● Work task 1
Decide whether each statement agrees with the article on trout fishing in Iowa: (a) Prairie Song Farm covers 98 acres; (b) the roots of prairie grasses go down 20 feet; (c) Jessica Nanke and Elizabeth Ward were pulling out wild garlic. Answer yes or no for each, and quote the words from the article that decide it.
● Work task 2
Rewrite the part of the article on trout fishing in Iowa that opens with the words containing "DORCHESTER, Iowa - Iowa" and closes with "take dry flies.", swapping each "trout" for "salmon".
● Work task 3
Supply the next part of the article on trout fishing in Iowa, starting after its last sentence.

● Excerpt provided
────────────────

Correction Appended

DORCHESTER, Iowa - Iowa brings to mind pork, a grand state fair, presidential caucuses and Meredith Willson in "The Music Man." Four wild brown trout in 20 minutes were quite unexpected.

Despite my good luck on Waterloo Creek, fly fishing for trout is not a major element in Iowa recreation. A state Web site lists bait dealers by county, and recommends using "chicken liver and stinkbaits" for walleyes.

But in the northeast corner of the state, in the driftless area that the glaciers never reached, there are some coldwater creeks where stocking and stream-bank restoration has produced lively trout ready to take dry flies.

John van Vliet and I fished in one of the most ambitious restoration areas, the 98-acre Prairie Song Farm. Mike Osterholm, with help from federal and state agencies, Trout Unlimited and other groups, is seeking to restore the area to the prairie grass and oak savannah vegetation that greeted the first settlers in the 1830's.

With cultivation, and the end to the annual burns the American Indians practiced, the land changed. By last year, when restoration began, the field held cornstalks, some beans, many scrub-invasive plants and box elders. Plantings of prairie grasses, whose roots go down 10 feet, hold moisture and bind the soil.

Along with some work with bulldozers and biodegradable netting on stream banks, the grasses have produced colder water, less erosion and more redds -- pits for spawning trout.

The work continues. Despite last fall's burn, there are still plenty of non-native species. While we were there, Jessica Nanke and Elizabeth Ward, college students holding summer jobs with the Iowa Natural Heritage Foundation, were pulling out wild garlic, a highly annoying invasive species that can cause a rash like poison ivy's.

We fished during an early-summer heat wave, with the water very clear from an absence of rain, and the trout were spooky wherever we went on Waterloo and other streams in the region. But the action on Osterholm's section was much better than on Waterloo's upper reaches, which have muddier bottoms from steep, collapsing banks.

────────────────

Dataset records

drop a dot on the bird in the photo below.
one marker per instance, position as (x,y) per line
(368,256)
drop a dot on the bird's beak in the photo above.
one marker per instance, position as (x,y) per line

────────────────

● Expected answer 1
(a) Yes: "the 98-acre Prairie Song Farm"
(b) No: "whose roots go down 10 feet"
(c) Yes: "were pulling out wild garlic"

● Expected answer 2
DORCHESTER, Iowa - Iowa brings to mind pork, a grand state fair, presidential caucuses and Meredith Willson in "The Music Man." Four wild brown salmon in 20 minutes were quite unexpected.

Despite my good luck on Waterloo Creek, fly fishing for salmon is not a major element in Iowa recreation. A state Web site lists bait dealers by county, and recommends using "chicken liver and stinkbaits" for walleyes.

But in the northeast corner of the state, in the driftless area that the glaciers never reached, there are some coldwater creeks where stocking and stream-bank restoration has produced lively salmon ready to take dry flies.

● Expected answer 3
Not that there are no big fish there; I saw a five-inch vole (a creature like a mouse), swimming earnestly downstream pushing nesting materials, vanish as a huge trout gulped him underwater. After a meal like that, the big fish had no interest in my size 14 caddis.

The fish we caught on Osterholm's stretch (and van Vliet took several bigger browns on a hopper pattern one morning even though there were no grasshoppers in the fields yet) were wild descendants of browns stocked upstream, where we also caught some rainbows.

I caught my four trout casting elk-hair caddis flies upstream into a riffle as naturals hatched. This stretch, a mud bank last year, now went down to bedrock. The burn, removal of the box elders with their shallow roots, and cordgrass planting made the banks firmer. Natural stream flow had cleared the silt off the rocks, which sheltered insects before they hatched.

Osterholm has a no-trespassing sign posted at a gate to the property, but allows friends to fish as the restoration goes on. And he fished quite a bit himself, taking browns longer than 20 inches this year. But fishing, even the catch-and-release variety he and his guests practice, is not the be-all and end-all of this project.

His pièce de résistance at Prairie Song Farm will be a stream for brook trout. Around 1951, a small limestone stream was ditched to provide more farmland. Its course has been recreated with bulldozers with the help of old aerial photos by the Department of Agriculture.

The stream runs into Duck Creek, also on Osterholm's property, and then to Waterloo. Fed by two 50-degree springs from a limestone bluff, it holds small fish like dace and clack-nosed sculpin, but the browns seem to find it too cold and have not entered it.

Osterholm, an epidemiologist who directs the Center for Infectious Disease Research and Policy at the University of Minnesota, fished some of these streams as a boy, but not this one. It did not exist then.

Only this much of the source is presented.